═══ DATA TO EXAMINE

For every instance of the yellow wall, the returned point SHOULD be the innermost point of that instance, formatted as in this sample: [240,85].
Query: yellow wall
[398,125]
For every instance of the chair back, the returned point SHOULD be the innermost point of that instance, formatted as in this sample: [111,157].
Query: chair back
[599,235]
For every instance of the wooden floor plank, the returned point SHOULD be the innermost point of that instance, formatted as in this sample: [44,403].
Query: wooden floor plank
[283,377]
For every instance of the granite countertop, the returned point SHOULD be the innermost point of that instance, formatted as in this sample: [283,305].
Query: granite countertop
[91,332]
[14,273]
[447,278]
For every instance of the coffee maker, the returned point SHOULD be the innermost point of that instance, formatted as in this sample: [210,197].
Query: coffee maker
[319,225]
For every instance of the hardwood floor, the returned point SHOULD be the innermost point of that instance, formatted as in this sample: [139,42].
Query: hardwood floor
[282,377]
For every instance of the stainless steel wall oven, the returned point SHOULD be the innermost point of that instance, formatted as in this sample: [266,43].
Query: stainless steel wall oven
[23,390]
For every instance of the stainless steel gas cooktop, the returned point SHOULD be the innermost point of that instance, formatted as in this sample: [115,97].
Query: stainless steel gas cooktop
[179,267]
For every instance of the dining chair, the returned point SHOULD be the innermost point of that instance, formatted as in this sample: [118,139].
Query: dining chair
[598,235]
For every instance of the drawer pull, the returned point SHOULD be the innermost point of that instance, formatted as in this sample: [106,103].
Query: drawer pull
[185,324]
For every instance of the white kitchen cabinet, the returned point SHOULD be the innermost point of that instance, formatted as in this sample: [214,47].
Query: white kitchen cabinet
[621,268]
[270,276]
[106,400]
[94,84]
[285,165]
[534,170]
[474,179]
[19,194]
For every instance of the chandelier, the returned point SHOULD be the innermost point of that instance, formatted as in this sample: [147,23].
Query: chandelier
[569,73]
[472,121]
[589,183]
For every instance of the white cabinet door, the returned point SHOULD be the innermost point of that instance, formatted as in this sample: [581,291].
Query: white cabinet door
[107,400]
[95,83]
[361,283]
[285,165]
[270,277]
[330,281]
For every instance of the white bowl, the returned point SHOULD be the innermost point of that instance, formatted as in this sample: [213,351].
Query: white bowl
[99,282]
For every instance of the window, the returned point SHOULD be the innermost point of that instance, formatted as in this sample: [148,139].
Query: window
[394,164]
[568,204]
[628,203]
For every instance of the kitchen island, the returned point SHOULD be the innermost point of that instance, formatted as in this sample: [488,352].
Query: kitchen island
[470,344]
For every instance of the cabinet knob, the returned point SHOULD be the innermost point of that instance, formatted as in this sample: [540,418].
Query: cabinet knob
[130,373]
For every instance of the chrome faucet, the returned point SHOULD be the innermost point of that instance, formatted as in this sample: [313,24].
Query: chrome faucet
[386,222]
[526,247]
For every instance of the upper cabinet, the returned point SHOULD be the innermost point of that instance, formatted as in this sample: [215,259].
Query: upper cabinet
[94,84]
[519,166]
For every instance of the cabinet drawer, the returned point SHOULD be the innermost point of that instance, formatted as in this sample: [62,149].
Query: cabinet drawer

══════

Return every entry exactly.

For every instance of the yellow wall, the returned point SHOULD be the innermost point of that instance, formatted as in this sample: [240,85].
Query: yellow wall
[398,125]
For every instance of the chair back, the returned point SHOULD be the innermost point of that instance, formatted as in this sample: [111,157].
Query: chair back
[599,235]
For every instance of the wooden floor plank, the returned point SHOULD be the innermost point of that instance, formatted as in this sample: [44,403].
Query: wooden floor plank
[283,377]
For every instance of the granite countertop, the returned point SHOULD be the innermost point of that instance, formatted as in this sample: [283,305].
Query: granite countertop
[91,332]
[14,273]
[447,278]
For every instance of the coffee maker, the returned point SHOULD be the innermost point of that instance, formatted as in this sample: [210,197].
Query: coffee maker
[319,225]
For every instance of the hardwood floor, the returned point SHOULD be the innermost point of that instance, formatted as in this sample: [139,42].
Query: hardwood floor
[282,377]
For every instance of the stainless steel wall oven, the returned point SHOULD be the innermost point of that instance, formatted as in this sample: [266,43].
Query: stainless steel wall oven
[23,390]
For every instance of the stainless steel gas cooktop, the returned point SHOULD be the innermost point of that instance, formatted as in this sample: [115,97].
Query: stainless steel gas cooktop
[179,267]
For every instance of the dining chair, the returned point SHOULD be the innermost point of that instance, formatted as in this sample: [118,139].
Query: dining chair
[598,235]
For every instance of the drawer pull, the returned point SHOULD be the innermost point of that instance, formatted as in this sample: [106,103].
Query: drawer pull
[185,324]
For every instance of the white kitchen cabinet, the returned point SHOULD be the innermost point of that instance, formatted as in this sample: [214,47].
Query: white kitchen cabinet
[621,268]
[270,276]
[106,400]
[94,84]
[285,165]
[534,170]
[474,179]
[19,194]
For every instance of the chandelier, the returned point SHOULD be the innermost point of that instance, formatted as in this sample: [147,23].
Query: chandelier
[569,73]
[472,121]
[589,183]
For every instance of the white cabinet door, the returned point SHOULD be the innermost point of that instance, formatted as in this sample: [581,291].
Query: white cabinet door
[107,400]
[95,83]
[361,283]
[285,165]
[270,277]
[330,281]
For every instance of the white bowl, the returned point SHOULD be the innermost point of that instance, formatted as in this sample: [213,351].
Query: white bowl
[99,282]
For every instance of the window, the returned point SHOULD be the innermost point of that instance, formatted as in this sample: [148,139].
Query: window
[394,164]
[568,204]
[628,203]
For every instance of the kitchen island, the returned point SHOULD be the innermost point of that instance, formatted as in this sample: [488,352].
Query: kitchen island
[470,344]
For every instance of the cabinet knob, the returned point SHOULD be the innermost point of that instance, formatted as in this sample: [540,418].
Query: cabinet knob
[130,373]
For every instance of the chrome faucet, the returned point SHOULD be the innermost point of that instance, formatted as in this sample: [313,24].
Query: chrome faucet
[386,222]
[526,247]
For every instance of the upper cabinet, the returned point SHOULD be the innermost point of that instance, formatted as in this sample: [215,259].
Query: upper cabinet
[94,84]
[519,166]
For every instance of the cabinet drawer, the returned point SHOULD be the innermost point of that instance, formatted as in this sample: [62,149].
Query: cabinet drawer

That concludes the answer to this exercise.